§ **Exercise objective**
Check every line below for the word "bottle" and show those that hold it.

[Entries taken from a collection]

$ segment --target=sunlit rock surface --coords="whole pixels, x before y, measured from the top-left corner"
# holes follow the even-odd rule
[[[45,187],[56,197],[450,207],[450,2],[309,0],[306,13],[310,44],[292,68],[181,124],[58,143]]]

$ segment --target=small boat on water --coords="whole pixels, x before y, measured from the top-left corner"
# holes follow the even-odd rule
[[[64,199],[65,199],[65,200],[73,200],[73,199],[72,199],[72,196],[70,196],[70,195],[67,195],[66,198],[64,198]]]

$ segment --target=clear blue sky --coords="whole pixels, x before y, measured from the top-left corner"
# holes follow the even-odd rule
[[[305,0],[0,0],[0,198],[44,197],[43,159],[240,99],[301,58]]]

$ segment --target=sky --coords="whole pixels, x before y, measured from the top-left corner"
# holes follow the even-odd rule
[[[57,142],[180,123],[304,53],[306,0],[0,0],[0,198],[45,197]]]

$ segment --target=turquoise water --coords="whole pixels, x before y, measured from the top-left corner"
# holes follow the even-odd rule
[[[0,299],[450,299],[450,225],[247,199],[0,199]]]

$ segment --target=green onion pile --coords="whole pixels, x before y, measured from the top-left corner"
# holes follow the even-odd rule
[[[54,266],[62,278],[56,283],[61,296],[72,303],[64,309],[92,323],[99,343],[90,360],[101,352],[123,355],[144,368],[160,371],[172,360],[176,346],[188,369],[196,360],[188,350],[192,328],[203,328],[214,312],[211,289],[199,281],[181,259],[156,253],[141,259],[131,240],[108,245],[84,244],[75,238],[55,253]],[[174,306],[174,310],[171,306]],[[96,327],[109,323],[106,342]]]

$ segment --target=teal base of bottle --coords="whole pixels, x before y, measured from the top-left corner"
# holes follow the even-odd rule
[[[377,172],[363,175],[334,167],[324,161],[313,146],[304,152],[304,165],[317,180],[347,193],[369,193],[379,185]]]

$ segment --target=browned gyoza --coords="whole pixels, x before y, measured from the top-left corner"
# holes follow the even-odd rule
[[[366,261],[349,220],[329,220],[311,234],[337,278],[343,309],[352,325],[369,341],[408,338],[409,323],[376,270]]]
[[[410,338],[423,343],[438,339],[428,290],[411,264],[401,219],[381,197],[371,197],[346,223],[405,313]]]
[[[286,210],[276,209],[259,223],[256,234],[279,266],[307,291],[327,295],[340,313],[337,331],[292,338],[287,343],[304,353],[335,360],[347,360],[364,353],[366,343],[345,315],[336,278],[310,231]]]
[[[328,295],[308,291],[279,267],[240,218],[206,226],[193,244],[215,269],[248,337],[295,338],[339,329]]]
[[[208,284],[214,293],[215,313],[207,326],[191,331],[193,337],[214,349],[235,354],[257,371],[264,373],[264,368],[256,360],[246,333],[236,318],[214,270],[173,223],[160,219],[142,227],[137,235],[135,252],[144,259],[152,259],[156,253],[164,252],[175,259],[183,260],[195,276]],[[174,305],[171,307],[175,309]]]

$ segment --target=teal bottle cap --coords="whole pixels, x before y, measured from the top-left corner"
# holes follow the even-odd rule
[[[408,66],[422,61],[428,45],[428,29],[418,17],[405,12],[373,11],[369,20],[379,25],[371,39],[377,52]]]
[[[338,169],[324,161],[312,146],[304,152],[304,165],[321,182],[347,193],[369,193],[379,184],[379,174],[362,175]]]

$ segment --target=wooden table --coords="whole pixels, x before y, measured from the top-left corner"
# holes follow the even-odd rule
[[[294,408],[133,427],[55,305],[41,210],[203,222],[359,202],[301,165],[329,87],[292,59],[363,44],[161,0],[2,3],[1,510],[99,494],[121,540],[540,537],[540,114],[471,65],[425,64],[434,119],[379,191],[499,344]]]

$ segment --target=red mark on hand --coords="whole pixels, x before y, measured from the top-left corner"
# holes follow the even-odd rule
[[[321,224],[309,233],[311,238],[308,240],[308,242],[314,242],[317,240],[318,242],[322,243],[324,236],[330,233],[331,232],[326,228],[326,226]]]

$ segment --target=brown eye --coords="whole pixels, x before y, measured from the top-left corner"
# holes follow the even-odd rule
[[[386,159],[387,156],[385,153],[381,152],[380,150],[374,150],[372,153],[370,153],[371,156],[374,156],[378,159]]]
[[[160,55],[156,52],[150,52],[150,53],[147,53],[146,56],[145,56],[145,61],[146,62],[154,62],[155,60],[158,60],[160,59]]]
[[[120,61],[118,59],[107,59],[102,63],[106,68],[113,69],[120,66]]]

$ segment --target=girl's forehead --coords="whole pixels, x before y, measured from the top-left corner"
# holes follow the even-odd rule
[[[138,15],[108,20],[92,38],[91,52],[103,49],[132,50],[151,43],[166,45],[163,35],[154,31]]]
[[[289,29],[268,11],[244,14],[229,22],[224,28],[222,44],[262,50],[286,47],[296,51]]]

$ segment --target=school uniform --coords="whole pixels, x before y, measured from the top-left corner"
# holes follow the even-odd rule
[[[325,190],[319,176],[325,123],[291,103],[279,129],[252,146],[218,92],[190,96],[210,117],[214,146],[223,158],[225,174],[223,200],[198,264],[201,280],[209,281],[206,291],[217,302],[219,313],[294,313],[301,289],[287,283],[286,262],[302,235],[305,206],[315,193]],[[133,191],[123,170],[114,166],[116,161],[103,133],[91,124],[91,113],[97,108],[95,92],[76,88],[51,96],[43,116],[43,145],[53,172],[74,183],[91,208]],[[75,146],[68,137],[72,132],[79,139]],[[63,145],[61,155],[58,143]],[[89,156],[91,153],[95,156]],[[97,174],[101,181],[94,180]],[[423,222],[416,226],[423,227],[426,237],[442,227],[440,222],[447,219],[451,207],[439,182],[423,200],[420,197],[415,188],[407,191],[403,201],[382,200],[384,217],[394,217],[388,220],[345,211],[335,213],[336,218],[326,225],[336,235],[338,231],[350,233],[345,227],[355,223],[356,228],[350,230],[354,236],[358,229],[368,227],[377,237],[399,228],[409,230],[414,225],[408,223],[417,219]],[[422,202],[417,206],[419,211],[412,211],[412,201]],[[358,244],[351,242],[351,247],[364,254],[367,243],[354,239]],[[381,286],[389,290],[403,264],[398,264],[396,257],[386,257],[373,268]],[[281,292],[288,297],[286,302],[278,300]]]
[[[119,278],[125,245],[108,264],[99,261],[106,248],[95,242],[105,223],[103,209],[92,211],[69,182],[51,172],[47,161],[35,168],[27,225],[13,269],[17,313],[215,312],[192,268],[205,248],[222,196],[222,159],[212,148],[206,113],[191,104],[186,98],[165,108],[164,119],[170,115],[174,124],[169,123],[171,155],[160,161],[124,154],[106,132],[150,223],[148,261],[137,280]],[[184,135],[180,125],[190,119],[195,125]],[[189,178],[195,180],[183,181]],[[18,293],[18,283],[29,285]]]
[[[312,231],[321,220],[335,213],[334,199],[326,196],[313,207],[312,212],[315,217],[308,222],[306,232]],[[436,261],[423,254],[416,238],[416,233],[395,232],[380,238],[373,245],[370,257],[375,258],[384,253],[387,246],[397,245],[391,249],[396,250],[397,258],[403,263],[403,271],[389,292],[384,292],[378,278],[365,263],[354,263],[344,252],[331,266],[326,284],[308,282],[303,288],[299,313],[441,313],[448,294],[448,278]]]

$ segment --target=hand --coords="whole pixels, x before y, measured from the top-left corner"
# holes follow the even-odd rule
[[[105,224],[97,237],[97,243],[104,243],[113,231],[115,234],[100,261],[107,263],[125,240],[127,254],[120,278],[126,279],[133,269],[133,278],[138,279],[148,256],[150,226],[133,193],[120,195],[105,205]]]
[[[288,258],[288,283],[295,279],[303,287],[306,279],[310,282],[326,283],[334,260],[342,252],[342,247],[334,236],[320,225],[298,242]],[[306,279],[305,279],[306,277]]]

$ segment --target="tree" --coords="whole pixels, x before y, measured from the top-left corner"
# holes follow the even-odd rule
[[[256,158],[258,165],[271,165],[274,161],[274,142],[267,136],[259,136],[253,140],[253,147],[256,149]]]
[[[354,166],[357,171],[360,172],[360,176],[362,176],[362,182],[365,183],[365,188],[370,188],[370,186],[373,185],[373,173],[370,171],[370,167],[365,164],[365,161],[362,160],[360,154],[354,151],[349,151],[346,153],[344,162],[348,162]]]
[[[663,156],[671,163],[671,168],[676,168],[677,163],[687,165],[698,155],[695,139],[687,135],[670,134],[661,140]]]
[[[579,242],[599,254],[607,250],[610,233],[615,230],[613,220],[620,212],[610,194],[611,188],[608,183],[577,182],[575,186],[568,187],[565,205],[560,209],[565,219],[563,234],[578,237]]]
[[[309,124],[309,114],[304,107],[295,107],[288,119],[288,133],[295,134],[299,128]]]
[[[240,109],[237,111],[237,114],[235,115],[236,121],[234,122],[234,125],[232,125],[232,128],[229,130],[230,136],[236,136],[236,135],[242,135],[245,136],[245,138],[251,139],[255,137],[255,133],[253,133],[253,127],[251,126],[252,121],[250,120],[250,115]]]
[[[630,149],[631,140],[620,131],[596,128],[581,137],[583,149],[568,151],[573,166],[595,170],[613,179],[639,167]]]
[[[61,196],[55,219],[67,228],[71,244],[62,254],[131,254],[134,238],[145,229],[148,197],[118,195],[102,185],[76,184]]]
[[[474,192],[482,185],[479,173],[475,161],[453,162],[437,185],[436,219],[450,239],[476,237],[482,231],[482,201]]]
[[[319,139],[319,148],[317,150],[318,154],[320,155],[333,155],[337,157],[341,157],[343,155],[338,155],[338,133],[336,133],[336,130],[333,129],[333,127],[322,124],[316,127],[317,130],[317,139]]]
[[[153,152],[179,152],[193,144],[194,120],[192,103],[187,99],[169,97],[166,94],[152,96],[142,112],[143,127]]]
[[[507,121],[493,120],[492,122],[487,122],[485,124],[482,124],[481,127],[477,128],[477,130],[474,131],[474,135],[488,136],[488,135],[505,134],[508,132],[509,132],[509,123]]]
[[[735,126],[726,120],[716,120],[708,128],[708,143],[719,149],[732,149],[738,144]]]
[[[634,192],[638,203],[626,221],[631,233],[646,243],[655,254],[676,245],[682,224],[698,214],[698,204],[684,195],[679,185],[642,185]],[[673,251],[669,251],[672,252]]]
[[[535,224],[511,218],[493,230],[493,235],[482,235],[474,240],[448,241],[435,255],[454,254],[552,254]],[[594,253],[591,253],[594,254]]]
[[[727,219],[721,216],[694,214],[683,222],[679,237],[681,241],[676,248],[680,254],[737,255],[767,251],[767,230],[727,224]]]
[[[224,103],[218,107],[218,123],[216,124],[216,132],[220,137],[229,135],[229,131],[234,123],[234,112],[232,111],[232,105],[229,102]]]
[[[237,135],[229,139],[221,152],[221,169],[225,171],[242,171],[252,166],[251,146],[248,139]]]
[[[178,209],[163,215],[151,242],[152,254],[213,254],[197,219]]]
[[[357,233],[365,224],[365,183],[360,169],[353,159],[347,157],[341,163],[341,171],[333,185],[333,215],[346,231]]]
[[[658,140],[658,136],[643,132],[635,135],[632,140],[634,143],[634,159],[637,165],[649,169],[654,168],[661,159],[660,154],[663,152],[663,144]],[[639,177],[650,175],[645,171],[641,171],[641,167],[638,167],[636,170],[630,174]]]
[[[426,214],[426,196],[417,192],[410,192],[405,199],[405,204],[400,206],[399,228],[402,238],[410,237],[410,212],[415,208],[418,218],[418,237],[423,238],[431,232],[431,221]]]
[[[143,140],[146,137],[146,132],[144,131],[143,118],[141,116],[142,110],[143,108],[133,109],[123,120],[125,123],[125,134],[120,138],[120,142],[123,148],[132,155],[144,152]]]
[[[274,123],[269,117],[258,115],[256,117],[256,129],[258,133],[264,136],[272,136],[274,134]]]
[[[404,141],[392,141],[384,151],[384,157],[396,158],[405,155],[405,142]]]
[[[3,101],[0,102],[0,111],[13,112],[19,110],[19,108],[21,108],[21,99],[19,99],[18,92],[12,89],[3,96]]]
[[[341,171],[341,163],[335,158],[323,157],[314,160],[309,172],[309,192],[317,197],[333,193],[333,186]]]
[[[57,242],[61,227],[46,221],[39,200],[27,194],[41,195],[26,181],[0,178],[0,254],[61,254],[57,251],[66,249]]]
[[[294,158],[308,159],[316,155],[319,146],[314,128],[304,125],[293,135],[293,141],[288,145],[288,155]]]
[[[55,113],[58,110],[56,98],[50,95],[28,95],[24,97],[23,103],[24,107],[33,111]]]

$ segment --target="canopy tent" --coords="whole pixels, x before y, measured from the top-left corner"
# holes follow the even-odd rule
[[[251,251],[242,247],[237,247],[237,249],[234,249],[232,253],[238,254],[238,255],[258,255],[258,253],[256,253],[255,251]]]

§ **Reply to the task**
$ segment --target=teal base of bottle --coords="whole pixels, x before y, measured from the top-left corner"
$ segment --target=teal bottle cap --coords="whole pixels, x before y, measured from the top-left corner"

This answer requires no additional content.